◆ Fragmento del documento ◆
┄┄┄┄┄┄
Incluir personajes escritores en una novela siempre es un riesgo. En esta ocasión Kristof, con sapiencia, lo convierte en una virtud para potenciar la forma y el contenido de la trilogía. Lucas y Claus también, y quizá haya que decir sobre todo, son escritores. Ellos cuentan su historia y, claro, la cuentan distinto. Leídos de un tirón, los tres tomos de Claus y Lucas funciona como un ejercicio de reconstrucción de la memoria de la guerra. A la vez que -en ese monstruo de tres cabezas que forman Claus, Lucas y Kristof- parece tener el fin soterrado de olvidar nombrando los hechos, de transformarlos mediante la palabra escrita, de vampirizar los elementos reales de una vida, o de dos, o de tres, hasta que no tenga sentido preguntar qué piezas fueron verdaderos y cuáles no.

Esas mujeres

Al igual que la literatura de la ruso-francesa Iréne Némirovsky, y de la catalana Mercé Rodoreda, la obra de Agota Kristof se centra en el conflicto de la guerra, en sus miserias, en los agujeros de la moral cuando el único fin que prevalece es sobrevivir como sea. Las tres, con estilos diferentes, rajan los relatos hegemónicos del siglo XX, que contaban los que sucedía en el frente de batalla, en la lucha cuerpo a cuerpo, bala a bala, entre hombres. Como escribió Sylvia Iparraguirre en este mismo suplemento, “sus miradas no están en las trincheras ni en los obuses ni en las bombas ni en las causas de una realidad desquiciada. Su tema es la tragedia de las víctimas indefensas (niños, viejos, mujeres) que no participan de la lucha pero que sufren las consecuencias, tan devastadoras como las esquirlas de una granada en la cara”.
┄┄┄┄┄┄
◆ Extracto de datos ◆

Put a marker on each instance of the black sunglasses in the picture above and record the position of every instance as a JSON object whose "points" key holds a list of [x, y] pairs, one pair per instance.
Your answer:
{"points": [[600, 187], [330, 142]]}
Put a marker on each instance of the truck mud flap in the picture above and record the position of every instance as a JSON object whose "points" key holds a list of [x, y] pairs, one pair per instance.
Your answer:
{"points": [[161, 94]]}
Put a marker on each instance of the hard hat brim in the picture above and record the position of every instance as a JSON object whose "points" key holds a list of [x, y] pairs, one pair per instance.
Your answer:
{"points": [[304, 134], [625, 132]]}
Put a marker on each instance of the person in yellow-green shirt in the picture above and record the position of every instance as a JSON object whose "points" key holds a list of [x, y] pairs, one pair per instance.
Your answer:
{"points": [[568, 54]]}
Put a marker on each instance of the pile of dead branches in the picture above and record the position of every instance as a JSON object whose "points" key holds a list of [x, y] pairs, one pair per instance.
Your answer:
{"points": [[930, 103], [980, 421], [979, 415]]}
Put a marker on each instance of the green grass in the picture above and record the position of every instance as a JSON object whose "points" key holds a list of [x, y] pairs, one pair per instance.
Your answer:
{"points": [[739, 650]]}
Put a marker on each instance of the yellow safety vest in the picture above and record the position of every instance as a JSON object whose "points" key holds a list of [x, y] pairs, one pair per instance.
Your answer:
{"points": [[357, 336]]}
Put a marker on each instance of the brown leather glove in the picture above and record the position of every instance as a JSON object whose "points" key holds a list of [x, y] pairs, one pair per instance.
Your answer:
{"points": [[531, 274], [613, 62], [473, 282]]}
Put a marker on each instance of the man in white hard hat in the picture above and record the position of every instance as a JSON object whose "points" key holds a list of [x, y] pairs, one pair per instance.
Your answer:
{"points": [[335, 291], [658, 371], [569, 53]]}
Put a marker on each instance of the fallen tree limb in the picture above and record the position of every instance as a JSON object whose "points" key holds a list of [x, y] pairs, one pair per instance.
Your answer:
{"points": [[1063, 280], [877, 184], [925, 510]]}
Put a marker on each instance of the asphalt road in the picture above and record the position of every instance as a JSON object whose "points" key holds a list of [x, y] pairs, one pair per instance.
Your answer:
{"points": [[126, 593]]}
┄┄┄┄┄┄
◆ Tareas ◆
1. Devuelve el fragmento sobre la obra de Agota Kristof completo, sin cambiar nada.
2. Informa de cada línea de los registros que contenga la palabra "green", teniendo en cuenta las mayúsculas y minúsculas.
El texto y los registros no guardan ninguna relación entre sí.

◆ Respuestas por tarea ◆
1.
Incluir personajes escritores en una novela siempre es un riesgo. En esta ocasión Kristof, con sapiencia, lo convierte en una virtud para potenciar la forma y el contenido de la trilogía. Lucas y Claus también, y quizá haya que decir sobre todo, son escritores. Ellos cuentan su historia y, claro, la cuentan distinto. Leídos de un tirón, los tres tomos de Claus y Lucas funciona como un ejercicio de reconstrucción de la memoria de la guerra. A la vez que -en ese monstruo de tres cabezas que forman Claus, Lucas y Kristof- parece tener el fin soterrado de olvidar nombrando los hechos, de transformarlos mediante la palabra escrita, de vampirizar los elementos reales de una vida, o de dos, o de tres, hasta que no tenga sentido preguntar qué piezas fueron verdaderos y cuáles no.

Esas mujeres

Al igual que la literatura de la ruso-francesa Iréne Némirovsky, y de la catalana Mercé Rodoreda, la obra de Agota Kristof se centra en el conflicto de la guerra, en sus miserias, en los agujeros de la moral cuando el único fin que prevalece es sobrevivir como sea. Las tres, con estilos diferentes, rajan los relatos hegemónicos del siglo XX, que contaban los que sucedía en el frente de batalla, en la lucha cuerpo a cuerpo, bala a bala, entre hombres. Como escribió Sylvia Iparraguirre en este mismo suplemento, “sus miradas no están en las trincheras ni en los obuses ni en las bombas ni en las causas de una realidad desquiciada. Su tema es la tragedia de las víctimas indefensas (niños, viejos, mujeres) que no participan de la lucha pero que sufren las consecuencias, tan devastadoras como las esquirlas de una granada en la cara”.

2.
Put a marker on each instance of the person in yellow-green shirt in the picture above and record the position of every instance as a JSON object whose "points" key holds a list of [x, y] pairs, one pair per instance.
Put a marker on each instance of the green grass in the picture above and record the position of every instance as a JSON object whose "points" key holds a list of [x, y] pairs, one pair per instance.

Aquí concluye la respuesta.